For example, today I am looking for extra words with the letter g representing both the sound "g" as in gate, geese, girl, goat and gum, and the sound "j" as in gaol, gel, gist and gym.

After lunch and before my coffee kicked in, I googled "soft g sound" and found a page with a long spelling list. A lot of them were words in which the single letter g does in fact represent the sound "j", for example:

gem

gym cage giant margin agent
gel gyp wage digit logic angel
germ age huge gentle tragic legend

However, quite a lot of them had the spelling "ge" representing this sound:

bilge cringe forge fringe gorge hinge
large plunge singe urge challenge discharge
dislodge emerge enlarge orange    

This is typically how the sound "j" is spelt after two-letter vowel spellings, or after consonants (though it's also at the start of the name "George").

Location annotation dataset excerpts
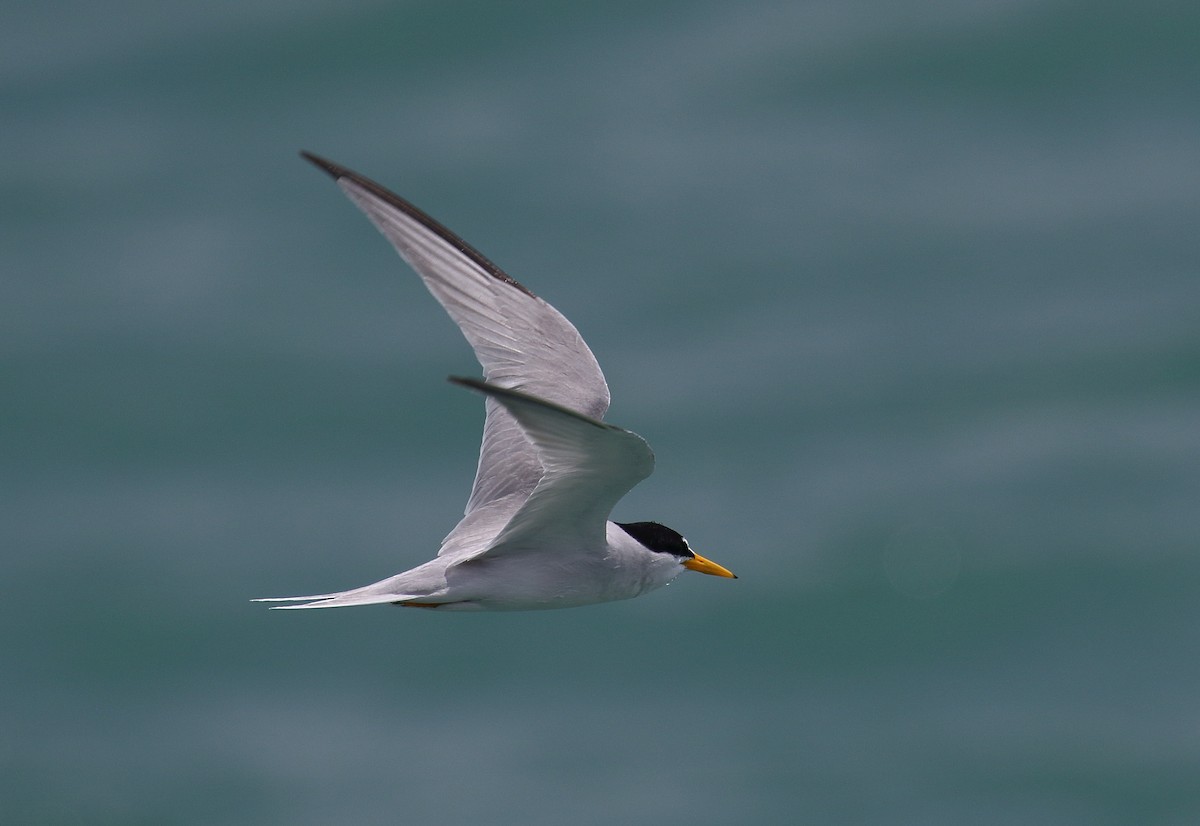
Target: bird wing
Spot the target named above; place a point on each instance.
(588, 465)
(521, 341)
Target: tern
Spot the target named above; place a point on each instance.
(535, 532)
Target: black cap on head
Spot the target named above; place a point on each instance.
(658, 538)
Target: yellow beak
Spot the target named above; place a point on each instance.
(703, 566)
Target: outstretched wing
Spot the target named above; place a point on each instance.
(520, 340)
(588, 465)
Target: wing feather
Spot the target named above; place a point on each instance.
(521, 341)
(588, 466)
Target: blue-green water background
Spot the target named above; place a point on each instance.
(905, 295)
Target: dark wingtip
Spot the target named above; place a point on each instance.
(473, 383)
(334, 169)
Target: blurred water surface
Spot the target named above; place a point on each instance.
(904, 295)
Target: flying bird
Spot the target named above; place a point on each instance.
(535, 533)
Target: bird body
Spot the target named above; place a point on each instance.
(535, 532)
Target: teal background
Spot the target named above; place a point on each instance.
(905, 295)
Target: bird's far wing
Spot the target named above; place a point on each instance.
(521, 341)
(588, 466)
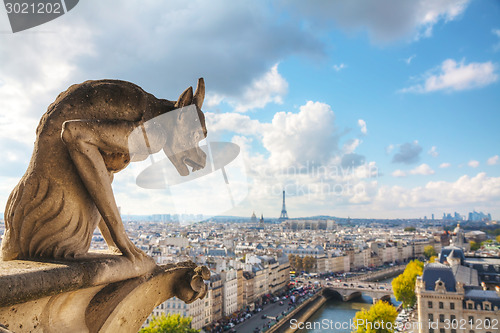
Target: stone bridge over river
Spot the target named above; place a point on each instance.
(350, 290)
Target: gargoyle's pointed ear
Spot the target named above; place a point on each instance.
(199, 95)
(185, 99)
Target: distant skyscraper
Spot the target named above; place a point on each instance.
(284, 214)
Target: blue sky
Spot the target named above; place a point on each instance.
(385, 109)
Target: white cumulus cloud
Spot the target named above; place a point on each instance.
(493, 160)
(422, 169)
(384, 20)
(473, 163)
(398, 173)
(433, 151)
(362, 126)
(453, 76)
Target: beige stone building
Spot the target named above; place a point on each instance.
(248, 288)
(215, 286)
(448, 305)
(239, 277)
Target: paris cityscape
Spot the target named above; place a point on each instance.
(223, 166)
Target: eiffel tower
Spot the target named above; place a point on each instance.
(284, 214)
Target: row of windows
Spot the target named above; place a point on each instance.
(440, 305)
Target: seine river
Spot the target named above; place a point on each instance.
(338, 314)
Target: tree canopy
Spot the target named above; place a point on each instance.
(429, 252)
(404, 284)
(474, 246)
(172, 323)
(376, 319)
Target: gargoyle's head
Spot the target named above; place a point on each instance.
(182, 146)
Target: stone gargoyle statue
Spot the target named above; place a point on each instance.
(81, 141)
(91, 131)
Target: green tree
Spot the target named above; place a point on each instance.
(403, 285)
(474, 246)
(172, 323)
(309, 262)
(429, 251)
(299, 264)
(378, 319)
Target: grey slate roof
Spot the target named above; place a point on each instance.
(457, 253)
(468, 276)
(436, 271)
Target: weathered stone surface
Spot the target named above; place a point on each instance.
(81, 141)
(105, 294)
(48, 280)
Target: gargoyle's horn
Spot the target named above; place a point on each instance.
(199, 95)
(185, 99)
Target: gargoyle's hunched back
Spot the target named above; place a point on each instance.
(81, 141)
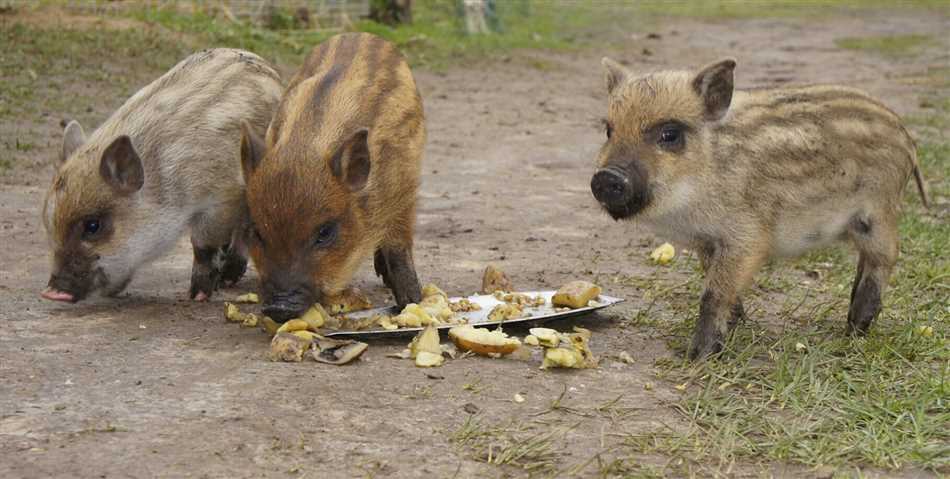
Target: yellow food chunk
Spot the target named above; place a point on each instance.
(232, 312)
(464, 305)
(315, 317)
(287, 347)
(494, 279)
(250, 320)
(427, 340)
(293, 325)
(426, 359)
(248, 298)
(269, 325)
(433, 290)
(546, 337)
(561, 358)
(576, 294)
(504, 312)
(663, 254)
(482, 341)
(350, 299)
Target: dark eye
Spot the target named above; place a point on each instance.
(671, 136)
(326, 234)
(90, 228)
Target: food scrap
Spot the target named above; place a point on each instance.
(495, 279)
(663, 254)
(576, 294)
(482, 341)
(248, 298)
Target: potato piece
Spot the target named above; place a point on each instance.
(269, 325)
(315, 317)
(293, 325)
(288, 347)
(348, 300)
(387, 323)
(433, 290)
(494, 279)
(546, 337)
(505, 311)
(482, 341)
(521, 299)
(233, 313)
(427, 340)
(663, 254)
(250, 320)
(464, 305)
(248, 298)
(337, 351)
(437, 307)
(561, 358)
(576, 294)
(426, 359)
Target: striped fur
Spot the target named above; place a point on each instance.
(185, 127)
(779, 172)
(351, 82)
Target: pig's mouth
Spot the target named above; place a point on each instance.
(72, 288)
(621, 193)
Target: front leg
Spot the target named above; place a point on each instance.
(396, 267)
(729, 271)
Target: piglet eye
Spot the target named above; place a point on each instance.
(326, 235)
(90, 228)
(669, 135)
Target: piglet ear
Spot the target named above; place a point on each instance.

» **Job A**
In the excerpt on the soft g sound, how is the sound "j" typically spelled after two-letter vowel spellings or after consonants?
» **Job B**
Continue the excerpt on the soft g sound from its final sentence.

» **Task response A**
It is typically spelled "ge".

» **Task response B**
A few other words had the spelling "dge", which is typically used after one-letter "checked" or "short" vowels:

bridge dodge grudge nudge fledge
sledge smudge cartridge knowledge  

Some also had the spelling "gi" for the target sound:

legion region hygiene religion plagiarize contagious

Only American spellings like "plagiarize" were used:

paleontology etiology digitize apologize

Here in Australia, we read stuff from both the UK and US, so it's a good idea to teach both UK and US English variations of a word, to make sure learners know they both exist, and don't think one is a mistake.

palaeontology aetiology digitise apologise

However, a list focusing on "soft g" is not the place to do this.

I thought one word, "volcanology" was misspelt, but my Concise Oxford says it is a variation of "vulcanology". I don't think the site's well-meaning webmastress (sic) ever watched Star Trek.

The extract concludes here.